[START OF Exercise material]
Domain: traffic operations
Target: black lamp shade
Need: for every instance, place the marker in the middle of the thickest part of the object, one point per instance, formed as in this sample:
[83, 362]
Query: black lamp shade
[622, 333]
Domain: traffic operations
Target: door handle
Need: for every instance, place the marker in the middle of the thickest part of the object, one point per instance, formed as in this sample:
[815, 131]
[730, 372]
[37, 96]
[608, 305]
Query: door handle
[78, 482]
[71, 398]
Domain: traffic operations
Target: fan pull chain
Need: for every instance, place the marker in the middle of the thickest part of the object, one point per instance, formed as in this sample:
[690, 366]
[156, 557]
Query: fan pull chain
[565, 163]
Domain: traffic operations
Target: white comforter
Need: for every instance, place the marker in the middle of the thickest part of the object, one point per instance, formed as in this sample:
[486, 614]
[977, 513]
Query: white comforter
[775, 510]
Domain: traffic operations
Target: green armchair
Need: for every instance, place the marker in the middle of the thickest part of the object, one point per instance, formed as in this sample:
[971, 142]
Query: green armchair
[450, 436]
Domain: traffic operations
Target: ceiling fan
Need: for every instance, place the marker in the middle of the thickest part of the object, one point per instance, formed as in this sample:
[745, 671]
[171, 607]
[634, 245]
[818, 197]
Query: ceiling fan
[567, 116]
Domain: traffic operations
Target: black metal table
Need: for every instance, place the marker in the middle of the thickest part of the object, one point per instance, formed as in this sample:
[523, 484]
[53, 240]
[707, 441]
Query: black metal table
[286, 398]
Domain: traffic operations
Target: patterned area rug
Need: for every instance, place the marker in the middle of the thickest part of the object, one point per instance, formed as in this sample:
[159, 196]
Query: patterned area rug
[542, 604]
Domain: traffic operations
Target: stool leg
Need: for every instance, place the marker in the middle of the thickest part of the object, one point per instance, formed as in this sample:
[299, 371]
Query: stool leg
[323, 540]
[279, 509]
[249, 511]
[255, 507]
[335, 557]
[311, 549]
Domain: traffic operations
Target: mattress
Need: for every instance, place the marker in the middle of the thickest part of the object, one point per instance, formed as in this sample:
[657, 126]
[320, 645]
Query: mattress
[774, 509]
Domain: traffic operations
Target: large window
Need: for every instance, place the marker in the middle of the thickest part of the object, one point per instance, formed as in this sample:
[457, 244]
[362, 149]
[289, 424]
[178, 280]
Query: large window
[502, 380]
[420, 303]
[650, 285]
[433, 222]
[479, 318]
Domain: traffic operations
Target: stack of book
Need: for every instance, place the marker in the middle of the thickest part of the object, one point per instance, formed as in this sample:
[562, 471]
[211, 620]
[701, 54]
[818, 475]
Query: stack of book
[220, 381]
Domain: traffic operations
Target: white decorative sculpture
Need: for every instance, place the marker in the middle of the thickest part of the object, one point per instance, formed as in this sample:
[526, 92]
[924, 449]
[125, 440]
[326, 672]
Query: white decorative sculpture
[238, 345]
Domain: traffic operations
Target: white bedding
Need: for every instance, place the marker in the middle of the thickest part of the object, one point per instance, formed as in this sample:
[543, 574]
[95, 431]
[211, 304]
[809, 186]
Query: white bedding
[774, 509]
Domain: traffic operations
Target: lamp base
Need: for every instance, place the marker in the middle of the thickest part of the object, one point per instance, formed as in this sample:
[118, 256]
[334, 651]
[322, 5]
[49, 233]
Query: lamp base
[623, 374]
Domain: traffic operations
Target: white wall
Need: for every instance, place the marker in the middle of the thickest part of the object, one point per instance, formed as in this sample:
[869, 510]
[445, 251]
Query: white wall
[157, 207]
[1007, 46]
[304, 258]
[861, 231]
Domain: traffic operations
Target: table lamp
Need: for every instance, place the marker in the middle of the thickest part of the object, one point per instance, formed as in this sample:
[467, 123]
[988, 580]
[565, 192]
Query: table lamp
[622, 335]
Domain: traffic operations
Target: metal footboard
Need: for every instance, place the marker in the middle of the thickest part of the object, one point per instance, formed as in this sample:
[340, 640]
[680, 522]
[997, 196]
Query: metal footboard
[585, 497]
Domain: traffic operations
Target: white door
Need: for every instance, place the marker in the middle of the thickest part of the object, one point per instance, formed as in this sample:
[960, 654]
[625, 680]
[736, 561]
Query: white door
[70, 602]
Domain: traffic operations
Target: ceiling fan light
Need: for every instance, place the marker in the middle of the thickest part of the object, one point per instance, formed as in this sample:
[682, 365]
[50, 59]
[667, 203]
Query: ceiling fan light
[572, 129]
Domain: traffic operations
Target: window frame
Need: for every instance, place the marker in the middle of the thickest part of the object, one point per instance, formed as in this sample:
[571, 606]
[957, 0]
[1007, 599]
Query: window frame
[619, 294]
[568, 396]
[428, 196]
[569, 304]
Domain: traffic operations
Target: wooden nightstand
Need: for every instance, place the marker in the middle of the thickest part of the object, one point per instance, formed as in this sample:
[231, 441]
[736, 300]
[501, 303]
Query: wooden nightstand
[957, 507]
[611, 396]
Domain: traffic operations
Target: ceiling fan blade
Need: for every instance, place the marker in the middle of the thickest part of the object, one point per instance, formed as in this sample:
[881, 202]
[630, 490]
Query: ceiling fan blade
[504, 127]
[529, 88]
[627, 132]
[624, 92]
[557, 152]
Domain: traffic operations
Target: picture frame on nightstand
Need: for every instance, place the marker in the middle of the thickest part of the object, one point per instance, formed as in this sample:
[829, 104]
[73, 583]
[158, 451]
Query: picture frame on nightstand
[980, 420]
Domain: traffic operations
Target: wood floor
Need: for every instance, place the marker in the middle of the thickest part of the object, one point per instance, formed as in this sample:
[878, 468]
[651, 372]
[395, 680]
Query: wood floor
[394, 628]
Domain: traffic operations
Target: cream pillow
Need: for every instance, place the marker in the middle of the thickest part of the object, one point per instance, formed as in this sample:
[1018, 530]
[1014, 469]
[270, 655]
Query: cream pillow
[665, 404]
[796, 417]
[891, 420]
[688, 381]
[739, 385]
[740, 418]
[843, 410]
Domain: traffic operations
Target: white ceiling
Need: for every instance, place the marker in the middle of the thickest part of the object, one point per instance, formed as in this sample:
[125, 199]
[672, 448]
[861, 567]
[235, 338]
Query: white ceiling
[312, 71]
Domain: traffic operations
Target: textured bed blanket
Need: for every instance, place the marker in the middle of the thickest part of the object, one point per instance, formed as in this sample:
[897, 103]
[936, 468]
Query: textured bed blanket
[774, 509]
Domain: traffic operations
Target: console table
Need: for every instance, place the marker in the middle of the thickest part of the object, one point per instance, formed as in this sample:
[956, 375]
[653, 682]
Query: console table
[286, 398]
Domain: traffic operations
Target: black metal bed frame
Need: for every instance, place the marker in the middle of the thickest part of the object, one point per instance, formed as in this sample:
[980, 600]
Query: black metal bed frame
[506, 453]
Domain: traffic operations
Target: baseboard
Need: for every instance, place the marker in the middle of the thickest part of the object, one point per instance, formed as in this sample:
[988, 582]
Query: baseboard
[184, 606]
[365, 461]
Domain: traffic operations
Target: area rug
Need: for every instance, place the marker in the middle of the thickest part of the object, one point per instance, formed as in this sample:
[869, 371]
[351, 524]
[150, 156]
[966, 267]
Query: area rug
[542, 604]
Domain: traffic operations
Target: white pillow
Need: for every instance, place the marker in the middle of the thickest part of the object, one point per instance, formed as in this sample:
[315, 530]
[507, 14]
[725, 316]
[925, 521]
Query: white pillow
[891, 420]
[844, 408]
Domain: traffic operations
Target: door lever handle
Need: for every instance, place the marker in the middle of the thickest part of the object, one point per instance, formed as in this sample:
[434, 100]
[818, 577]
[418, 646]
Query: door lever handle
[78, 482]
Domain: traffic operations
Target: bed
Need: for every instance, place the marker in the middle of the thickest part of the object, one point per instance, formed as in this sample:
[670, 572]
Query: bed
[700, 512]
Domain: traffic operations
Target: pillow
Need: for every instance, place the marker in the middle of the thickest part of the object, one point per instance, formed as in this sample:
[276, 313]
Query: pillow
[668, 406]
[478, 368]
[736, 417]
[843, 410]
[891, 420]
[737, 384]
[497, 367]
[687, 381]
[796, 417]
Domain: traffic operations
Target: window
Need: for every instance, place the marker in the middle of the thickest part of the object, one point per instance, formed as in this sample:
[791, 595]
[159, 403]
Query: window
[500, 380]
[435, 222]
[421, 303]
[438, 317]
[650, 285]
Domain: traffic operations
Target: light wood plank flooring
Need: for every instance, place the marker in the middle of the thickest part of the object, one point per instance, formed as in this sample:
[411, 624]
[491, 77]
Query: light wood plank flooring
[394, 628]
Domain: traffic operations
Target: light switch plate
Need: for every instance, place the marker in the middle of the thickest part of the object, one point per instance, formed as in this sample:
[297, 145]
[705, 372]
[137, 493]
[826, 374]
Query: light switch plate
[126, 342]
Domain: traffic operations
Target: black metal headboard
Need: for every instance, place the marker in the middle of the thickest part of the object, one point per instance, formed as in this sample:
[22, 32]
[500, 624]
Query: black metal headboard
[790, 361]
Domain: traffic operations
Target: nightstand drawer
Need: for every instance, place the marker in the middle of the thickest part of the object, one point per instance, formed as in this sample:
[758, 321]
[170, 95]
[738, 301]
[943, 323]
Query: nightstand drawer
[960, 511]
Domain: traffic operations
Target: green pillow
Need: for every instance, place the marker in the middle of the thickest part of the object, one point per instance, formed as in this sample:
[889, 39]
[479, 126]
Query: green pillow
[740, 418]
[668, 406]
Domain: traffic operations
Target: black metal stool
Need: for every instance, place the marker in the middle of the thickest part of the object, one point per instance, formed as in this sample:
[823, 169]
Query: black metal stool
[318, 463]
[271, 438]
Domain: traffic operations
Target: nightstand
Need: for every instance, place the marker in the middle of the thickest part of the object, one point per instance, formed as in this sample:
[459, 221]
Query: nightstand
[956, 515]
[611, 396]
[END OF Exercise material]
What the task asks
Count the lines in the entries above that contain the string "large", treating uppercase and lowercase as different, and give only that number.

The reply
2